▶ **Stated goal 1**
Reproduce the court opinion on highway legislation word for word, from start to finish.
▶ **Stated goal 2**
Turn the lines of the listing into a numbered list, leaving out any blank lines. Begin at the line that has "task: outline the cloudy sky" and stop after the final line of the listing.

▶ **Excerpt to read**
Opinion
Argued January 29, 1889
Decided March 5, 1889
Nathaniel C. Moak for appellant.
James W. Covert for respondent.
The general statutory system for laying out, opening and improving highways, contemplates that the towns, villages and cities in which they are located shall initiate the proceedings for, and bear the burden of, their establishment, construction and maintenance. This plan is in harmony with the general theory of our legislation, that, so far as practicable, matters of administration specially affecting the public interests of a particular locality should be controlled by the local government, subject to such general regulations as may be necessary for the common good. But the legislature, unless restrained by constitutional limitations, may resume powers delegated to localities, and assume the direct control of matters pertaining to local government. This principle was applied in the case of highways, in People ex rel., etc., v. Flagg ( 46 N.Y. 401), which adjudged that it was competent for the legislature, by special act, to authorize and direct the laying out and improvement of highways in certain towns in the county of Westchester, and to provide that the money required to meet the expenses to be incurred should be raised by the sale of town bonds of the respective towns, to be issued as specified in the act. The act under consideration in that case, was passed prior to the adoption of the constitutional amendment in 1874, which, among other cases specified, prohibits the legislature from passing any private or local bill, "laying out, opening, altering, working or discontinuing roads or highways." (§ 18, art. 3.) But section 23 of the same article authorizes the legislature to enact general laws conferring upon boards of supervisors "such further power of local legislation as from time to time it may deem expedient." The effect of the amendment was to take from the legislature the power it theretofore possessed to pass laws laying out, altering or working highways, operating independently of the local authorities, and by their own force, while at the same time it preserved to the legislature the power to vest in boards of supervisors, within their respective jurisdictions, the same powers in respect to laying out, opening and working highways, which the legislature could itself no longer directly exercise. The constitutional amendment did not abrogate the pre-existing power over the subject. It simply transferred it to the local boards, in case the legislature should deem it expedient and should so enact.

▶ **Excerpted records**
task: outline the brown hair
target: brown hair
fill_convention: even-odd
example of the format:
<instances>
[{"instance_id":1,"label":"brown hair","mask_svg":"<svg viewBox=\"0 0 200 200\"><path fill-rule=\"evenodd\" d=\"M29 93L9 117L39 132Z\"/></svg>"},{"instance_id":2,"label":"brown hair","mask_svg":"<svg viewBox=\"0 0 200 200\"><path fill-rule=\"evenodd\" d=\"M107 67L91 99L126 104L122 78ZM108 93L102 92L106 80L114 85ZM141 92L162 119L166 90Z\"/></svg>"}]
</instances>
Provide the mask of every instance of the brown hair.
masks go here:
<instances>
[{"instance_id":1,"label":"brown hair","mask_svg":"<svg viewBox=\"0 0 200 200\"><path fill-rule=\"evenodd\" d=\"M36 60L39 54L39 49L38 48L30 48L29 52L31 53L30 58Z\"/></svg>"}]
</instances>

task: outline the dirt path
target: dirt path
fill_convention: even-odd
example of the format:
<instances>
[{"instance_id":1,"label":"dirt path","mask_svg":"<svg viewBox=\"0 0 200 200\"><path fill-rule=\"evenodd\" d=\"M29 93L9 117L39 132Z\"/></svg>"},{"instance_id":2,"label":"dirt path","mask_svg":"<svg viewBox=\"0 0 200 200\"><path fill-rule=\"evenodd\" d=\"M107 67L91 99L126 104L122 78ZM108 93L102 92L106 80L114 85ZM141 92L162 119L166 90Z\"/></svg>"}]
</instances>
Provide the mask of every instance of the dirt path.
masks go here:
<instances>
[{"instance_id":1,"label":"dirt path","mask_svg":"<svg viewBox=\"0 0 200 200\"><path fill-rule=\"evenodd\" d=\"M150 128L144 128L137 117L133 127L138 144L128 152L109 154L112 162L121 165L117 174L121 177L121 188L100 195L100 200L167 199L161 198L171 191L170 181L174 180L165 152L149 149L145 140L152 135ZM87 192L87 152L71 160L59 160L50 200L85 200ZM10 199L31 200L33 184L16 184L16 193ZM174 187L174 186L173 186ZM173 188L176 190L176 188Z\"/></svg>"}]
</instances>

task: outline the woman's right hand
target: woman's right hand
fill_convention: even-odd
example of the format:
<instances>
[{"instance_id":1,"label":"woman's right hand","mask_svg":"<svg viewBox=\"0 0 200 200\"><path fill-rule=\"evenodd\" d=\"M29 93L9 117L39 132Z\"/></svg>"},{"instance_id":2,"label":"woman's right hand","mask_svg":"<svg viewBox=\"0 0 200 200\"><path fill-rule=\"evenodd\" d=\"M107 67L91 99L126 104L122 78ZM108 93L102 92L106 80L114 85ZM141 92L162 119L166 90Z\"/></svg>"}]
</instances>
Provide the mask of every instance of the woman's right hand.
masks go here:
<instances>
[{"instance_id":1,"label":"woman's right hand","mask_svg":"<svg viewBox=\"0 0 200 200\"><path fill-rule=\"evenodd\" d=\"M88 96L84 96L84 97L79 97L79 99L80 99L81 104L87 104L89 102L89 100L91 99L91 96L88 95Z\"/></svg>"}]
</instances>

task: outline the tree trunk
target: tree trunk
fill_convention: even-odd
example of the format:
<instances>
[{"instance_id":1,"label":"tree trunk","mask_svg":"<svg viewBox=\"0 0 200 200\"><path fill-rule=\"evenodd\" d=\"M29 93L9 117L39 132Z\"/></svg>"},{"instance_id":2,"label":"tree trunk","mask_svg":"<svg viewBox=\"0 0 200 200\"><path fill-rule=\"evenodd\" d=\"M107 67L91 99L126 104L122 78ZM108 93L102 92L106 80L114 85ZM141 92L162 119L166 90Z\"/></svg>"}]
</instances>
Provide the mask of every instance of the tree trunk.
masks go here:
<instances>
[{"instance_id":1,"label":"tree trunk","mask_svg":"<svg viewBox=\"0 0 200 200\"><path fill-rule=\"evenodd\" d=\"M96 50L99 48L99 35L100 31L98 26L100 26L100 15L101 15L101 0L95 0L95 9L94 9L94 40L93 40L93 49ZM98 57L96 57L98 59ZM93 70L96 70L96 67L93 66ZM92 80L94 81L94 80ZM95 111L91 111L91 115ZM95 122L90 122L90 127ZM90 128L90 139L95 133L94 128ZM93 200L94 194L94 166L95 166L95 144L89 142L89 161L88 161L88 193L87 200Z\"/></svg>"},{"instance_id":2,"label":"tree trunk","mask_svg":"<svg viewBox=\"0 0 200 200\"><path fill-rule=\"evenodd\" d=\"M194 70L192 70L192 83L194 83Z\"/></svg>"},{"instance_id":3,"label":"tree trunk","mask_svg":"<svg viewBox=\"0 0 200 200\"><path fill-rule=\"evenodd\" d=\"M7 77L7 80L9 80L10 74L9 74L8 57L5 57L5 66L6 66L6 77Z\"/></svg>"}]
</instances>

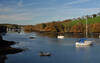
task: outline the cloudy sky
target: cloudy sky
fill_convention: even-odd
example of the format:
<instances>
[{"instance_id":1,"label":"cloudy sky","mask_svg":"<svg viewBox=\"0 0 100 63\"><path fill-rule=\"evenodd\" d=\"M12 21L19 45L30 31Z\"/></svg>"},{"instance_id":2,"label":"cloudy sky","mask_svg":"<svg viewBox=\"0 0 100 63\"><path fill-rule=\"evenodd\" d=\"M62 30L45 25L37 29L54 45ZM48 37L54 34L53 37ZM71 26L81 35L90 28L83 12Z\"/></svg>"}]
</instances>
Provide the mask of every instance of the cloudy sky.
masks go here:
<instances>
[{"instance_id":1,"label":"cloudy sky","mask_svg":"<svg viewBox=\"0 0 100 63\"><path fill-rule=\"evenodd\" d=\"M0 0L0 23L38 24L100 12L100 0Z\"/></svg>"}]
</instances>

▶ **Complete response 1**
Opinion
Argued January 29, 1889
Decided March 5, 1889
Nathaniel C. Moak for appellant.
James W. Covert for respondent.
The general statutory system for laying out, opening and improving highways, contemplates that the towns, villages and cities in which they are located shall initiate the proceedings for, and bear the burden of, their establishment, construction and maintenance. This plan is in harmony with the general theory of our legislation, that, so far as practicable, matters of administration specially affecting the public interests of a particular locality should be controlled by the local government, subject to such general regulations as may be necessary for the common good. But the legislature, unless restrained by constitutional limitations, may resume powers delegated to localities, and assume the direct control of matters pertaining to local government. This principle was applied in the case of highways, in People ex rel., etc., v. Flagg ( 46 N.Y. 401), which adjudged that it was competent for the legislature, by special act, to authorize and direct the laying out and improvement of highways in certain towns in the county of Westchester, and to provide that the money required to meet the expenses to be incurred should be raised by the sale of town bonds of the respective towns, to be issued as specified in the act. The act under consideration in that case, was passed prior to the adoption of the constitutional amendment in 1874, which, among other cases specified, prohibits the legislature from passing any private or local bill, "laying out, opening, altering, working or discontinuing roads or highways." (§ 18, art. 3.) But section 23 of the same article authorizes the legislature to enact general laws conferring upon boards of supervisors "such further power of local legislation as from time to time it may deem expedient." The effect of the amendment was to take from the legislature the power it theretofore possessed to pass laws laying out, altering or working highways, operating independently of the local authorities, and by their own force, while at the same time it preserved to the legislature the power to vest in boards of supervisors, within their respective jurisdictions, the same powers in respect to laying out, opening and working highways, which the legislature could itself no longer directly exercise. The constitutional amendment did not abrogate the pre-existing power over the subject. It simply transferred it to the local boards, in case the legislature should deem it expedient and should so enact.

▶ **Complete response 2**
1. task: outline the cloudy sky
2. target: cloudy sky
3. fill_convention: even-odd
4. example of the format:
5. <instances>
6. [{"instance_id":1,"label":"cloudy sky","mask_svg":"<svg viewBox=\"0 0 100 63\"><path fill-rule=\"evenodd\" d=\"M12 21L19 45L30 31Z\"/></svg>"},{"instance_id":2,"label":"cloudy sky","mask_svg":"<svg viewBox=\"0 0 100 63\"><path fill-rule=\"evenodd\" d=\"M62 30L45 25L37 29L54 45ZM48 37L54 34L53 37ZM71 26L81 35L90 28L83 12Z\"/></svg>"}]
7. </instances>
8. Provide the mask of every instance of the cloudy sky.
9. masks go here:
10. <instances>
11. [{"instance_id":1,"label":"cloudy sky","mask_svg":"<svg viewBox=\"0 0 100 63\"><path fill-rule=\"evenodd\" d=\"M0 0L0 23L38 24L100 12L100 0Z\"/></svg>"}]
12. </instances>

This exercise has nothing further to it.